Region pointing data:
**********
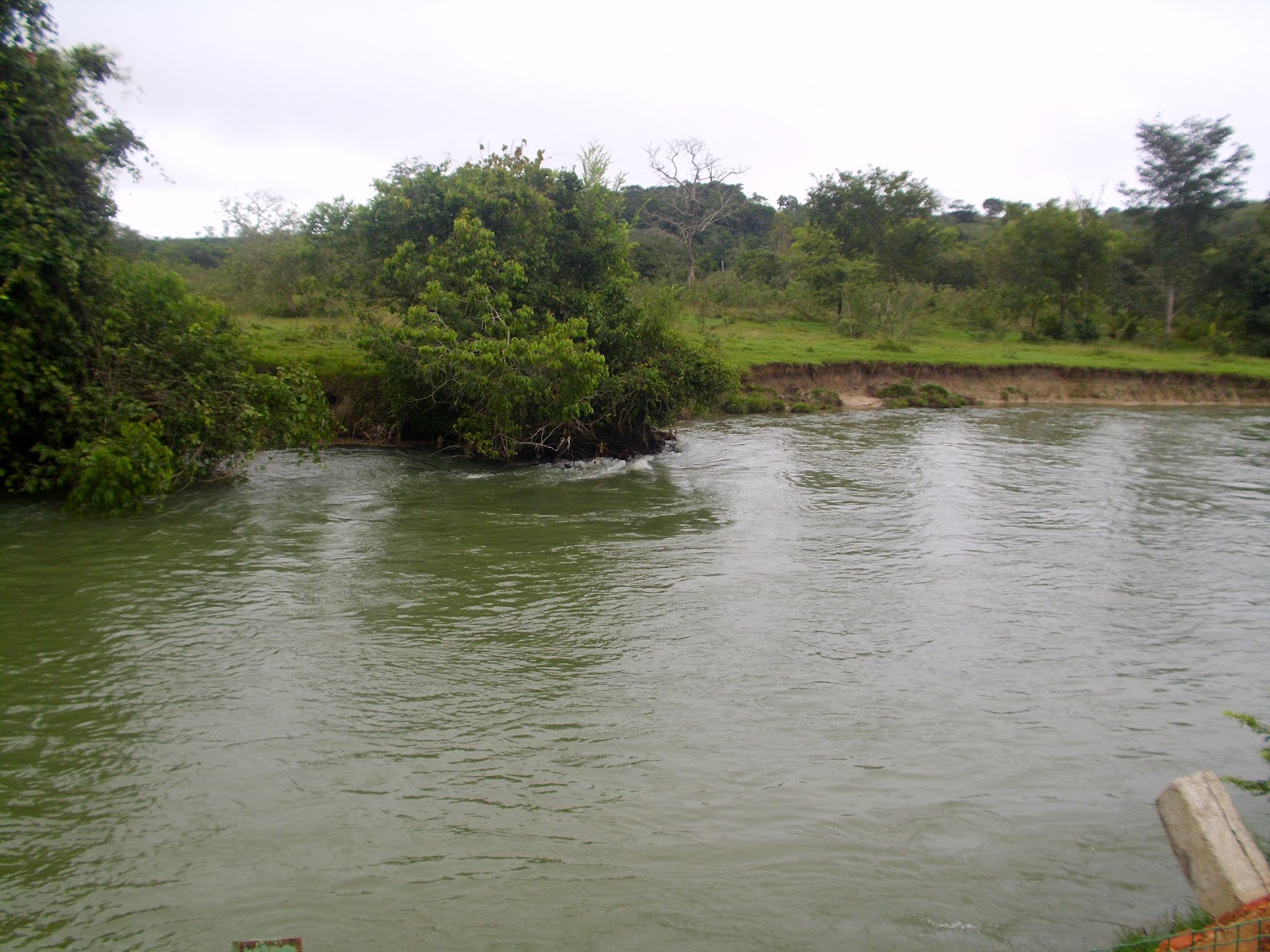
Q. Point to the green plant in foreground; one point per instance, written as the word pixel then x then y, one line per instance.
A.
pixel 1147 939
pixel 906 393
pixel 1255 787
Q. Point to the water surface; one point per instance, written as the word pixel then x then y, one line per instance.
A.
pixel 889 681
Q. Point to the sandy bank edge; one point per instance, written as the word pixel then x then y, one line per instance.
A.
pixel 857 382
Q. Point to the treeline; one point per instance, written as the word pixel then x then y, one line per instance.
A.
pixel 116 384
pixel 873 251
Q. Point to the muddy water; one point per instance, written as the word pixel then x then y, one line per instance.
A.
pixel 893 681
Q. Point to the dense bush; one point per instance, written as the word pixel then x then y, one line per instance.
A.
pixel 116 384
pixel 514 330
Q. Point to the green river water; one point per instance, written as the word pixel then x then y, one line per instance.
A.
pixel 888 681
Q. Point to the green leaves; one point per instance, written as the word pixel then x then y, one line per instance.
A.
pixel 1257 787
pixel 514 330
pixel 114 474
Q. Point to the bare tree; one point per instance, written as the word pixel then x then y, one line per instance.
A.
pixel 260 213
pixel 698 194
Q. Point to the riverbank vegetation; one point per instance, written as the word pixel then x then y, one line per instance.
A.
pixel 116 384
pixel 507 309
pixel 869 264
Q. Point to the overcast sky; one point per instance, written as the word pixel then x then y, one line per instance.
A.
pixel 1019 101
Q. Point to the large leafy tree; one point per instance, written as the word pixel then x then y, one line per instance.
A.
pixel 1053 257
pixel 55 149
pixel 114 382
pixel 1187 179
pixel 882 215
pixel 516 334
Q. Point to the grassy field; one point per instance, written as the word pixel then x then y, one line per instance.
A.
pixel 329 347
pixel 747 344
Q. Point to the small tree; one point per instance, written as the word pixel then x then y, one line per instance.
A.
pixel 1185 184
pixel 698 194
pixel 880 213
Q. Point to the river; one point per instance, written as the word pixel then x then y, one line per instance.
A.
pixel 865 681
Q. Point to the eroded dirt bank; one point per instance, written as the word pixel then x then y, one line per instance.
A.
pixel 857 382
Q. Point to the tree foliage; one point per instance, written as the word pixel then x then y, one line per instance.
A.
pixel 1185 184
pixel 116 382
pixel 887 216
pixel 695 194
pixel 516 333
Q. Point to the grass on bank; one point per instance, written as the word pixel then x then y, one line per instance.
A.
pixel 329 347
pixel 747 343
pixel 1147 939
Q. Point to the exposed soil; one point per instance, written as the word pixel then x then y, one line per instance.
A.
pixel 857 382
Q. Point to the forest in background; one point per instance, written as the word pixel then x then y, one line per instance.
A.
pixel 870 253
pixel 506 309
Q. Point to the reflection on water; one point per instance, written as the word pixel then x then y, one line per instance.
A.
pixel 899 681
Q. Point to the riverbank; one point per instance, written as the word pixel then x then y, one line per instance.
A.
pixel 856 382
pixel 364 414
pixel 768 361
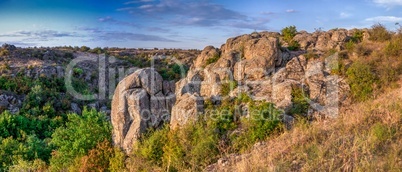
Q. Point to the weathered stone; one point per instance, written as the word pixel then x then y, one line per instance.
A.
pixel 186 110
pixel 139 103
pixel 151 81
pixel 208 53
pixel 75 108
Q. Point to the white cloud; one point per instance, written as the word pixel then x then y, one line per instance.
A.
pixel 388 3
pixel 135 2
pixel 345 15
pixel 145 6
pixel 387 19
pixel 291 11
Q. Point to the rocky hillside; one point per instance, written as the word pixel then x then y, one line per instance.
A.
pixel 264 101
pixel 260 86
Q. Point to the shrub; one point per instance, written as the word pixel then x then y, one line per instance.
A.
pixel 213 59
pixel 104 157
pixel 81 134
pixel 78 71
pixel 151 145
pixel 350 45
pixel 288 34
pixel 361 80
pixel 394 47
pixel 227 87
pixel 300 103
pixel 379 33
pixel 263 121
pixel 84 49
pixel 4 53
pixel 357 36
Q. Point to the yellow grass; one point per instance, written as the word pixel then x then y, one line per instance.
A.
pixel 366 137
**********
### TASK INSTRUCTIONS
Apart from the pictures, repeat every entry exactly.

### ANSWER TO THE PROBLEM
Q. Point to the green plant in foreground; one point per instance, written as the word pixel then x then y, one line per instance.
A.
pixel 1147 939
pixel 906 393
pixel 1255 787
Q. Point to the water surface; one point per instance, written as the word pixel then x then y, one line per instance.
A.
pixel 889 681
Q. Point to the sandy bank edge; one point per instance, written as the word pixel then x then y, one line per instance.
A.
pixel 857 382
Q. Point to the treeline; one point per instance, written as the word pixel then x then y, one line per instance.
A.
pixel 116 384
pixel 873 251
Q. Point to the muddy water; one point per instance, written as the word pixel then x then y, one line per instance.
A.
pixel 893 681
Q. Point to the dense bush; one point per instance, written as the word pixel then x then y, one line per instance.
A.
pixel 116 384
pixel 514 330
Q. Point to the green river water; one point per instance, written as the word pixel then x then y, one line per instance.
A.
pixel 888 681
Q. Point to the green leaves; one point per instance, written as the word pixel then x then y, one line per instance.
A.
pixel 1257 787
pixel 514 330
pixel 114 474
Q. Point to the bare tree; one point per instance, written as the word pixel then x then y, one line per instance.
A.
pixel 260 213
pixel 698 194
Q. Point to the riverbank vegetation; one point per instance, written as the word pixel then x then y, one line per instance.
A.
pixel 116 384
pixel 507 309
pixel 869 264
Q. Point to the overcast sky; one point per instance, written as the word pixel then x then y, one line per instance.
A.
pixel 1019 101
Q. Point to the large leafy tree; one point per instance, written as the word pixel then x then y, one line per instance.
A.
pixel 1053 257
pixel 55 149
pixel 114 382
pixel 1187 179
pixel 882 215
pixel 516 334
Q. Point to the grassy field; one point per instance, written as the word pixel then x then y, one line per instance.
A.
pixel 329 347
pixel 747 344
Q. Point to the small tree; one point per instance, written as the word pixel then x then y, one line per instance.
A.
pixel 1185 184
pixel 698 194
pixel 880 213
Q. Point to the river; one point per instance, written as the word pixel then x then y, one line per instance.
A.
pixel 865 681
Q. Point to the eroded dirt bank; one point per instance, written as the word pixel then x then y, one line per instance.
A.
pixel 857 382
Q. Point to the tree foliage; one point per instance, written as the word pixel then x then y, one line per instance.
A.
pixel 1185 184
pixel 116 382
pixel 887 216
pixel 695 194
pixel 516 333
Q. Point to the grass on bank; one point per instance, written as the word pixel then x then y, one line per instance.
A.
pixel 329 347
pixel 747 343
pixel 1147 939
Q. Point to the exposed soil; one point per instance, written as the word pixel then x then y, one line per instance.
A.
pixel 857 382
Q. Point to the forest in background; one point per instance, written as the word pixel then x then y, one line per instance.
A.
pixel 870 253
pixel 506 309
Q. Point to the reflection on water; one point per instance, written as the word pixel then x then y, one line per instance.
A.
pixel 899 681
Q. Point to the riverbank; one point per instance, written as the word pixel then x then y, one line per instance.
A.
pixel 856 382
pixel 364 414
pixel 768 361
Q. Point to the weathered stone; one point per instance, written as the word pixel then x then y, one line per instance.
A.
pixel 186 110
pixel 139 103
pixel 151 81
pixel 208 53
pixel 75 108
Q. Point to the white cloud; one point per instance, written as the word pixel then x then y, one line per instance.
A.
pixel 388 3
pixel 135 2
pixel 345 15
pixel 145 6
pixel 387 19
pixel 291 11
Q. Point to the rocky hillside; one point per instance, written as the word pixel then x then y, one line per instance.
A.
pixel 264 101
pixel 260 86
Q. Point to the shrub; one point per instance, written as the word pixel then x then y, one line per instance.
A.
pixel 213 59
pixel 104 157
pixel 81 134
pixel 78 71
pixel 151 145
pixel 350 45
pixel 288 34
pixel 361 80
pixel 394 47
pixel 227 87
pixel 300 103
pixel 379 33
pixel 263 121
pixel 84 49
pixel 4 53
pixel 357 36
Q. Point to the yellow grass; one point per instance, written as the word pixel then x then y, one line per instance.
A.
pixel 366 137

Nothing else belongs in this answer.